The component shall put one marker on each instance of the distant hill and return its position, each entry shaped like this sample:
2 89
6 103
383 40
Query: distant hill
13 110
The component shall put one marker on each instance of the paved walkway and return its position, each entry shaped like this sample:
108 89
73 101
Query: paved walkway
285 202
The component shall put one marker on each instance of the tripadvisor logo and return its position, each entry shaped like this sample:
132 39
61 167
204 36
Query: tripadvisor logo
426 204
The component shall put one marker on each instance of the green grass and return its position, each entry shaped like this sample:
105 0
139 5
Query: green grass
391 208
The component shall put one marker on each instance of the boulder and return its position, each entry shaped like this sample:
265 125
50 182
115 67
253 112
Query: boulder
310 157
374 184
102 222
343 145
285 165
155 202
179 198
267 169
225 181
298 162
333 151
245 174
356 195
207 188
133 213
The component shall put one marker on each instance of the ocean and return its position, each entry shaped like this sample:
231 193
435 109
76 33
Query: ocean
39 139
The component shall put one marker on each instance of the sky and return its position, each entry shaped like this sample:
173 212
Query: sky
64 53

...

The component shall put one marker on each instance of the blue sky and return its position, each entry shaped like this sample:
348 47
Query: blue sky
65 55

...

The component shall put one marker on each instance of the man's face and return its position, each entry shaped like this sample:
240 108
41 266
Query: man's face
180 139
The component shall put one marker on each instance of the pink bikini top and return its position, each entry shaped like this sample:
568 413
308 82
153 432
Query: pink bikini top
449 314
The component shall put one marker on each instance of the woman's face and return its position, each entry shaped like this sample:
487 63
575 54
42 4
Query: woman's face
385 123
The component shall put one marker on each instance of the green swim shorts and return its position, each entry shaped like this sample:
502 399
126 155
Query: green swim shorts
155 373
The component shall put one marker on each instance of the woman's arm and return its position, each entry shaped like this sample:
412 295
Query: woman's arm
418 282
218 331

YOUR TASK:
Extract each line of the records above that contains the string "logo", in the order the lines appear.

ANSWER TO THE TASK:
The component shall put one marker on each instance of the tripadvisor logo and return its position, each entry shaped like this sample:
Query: tripadvisor logo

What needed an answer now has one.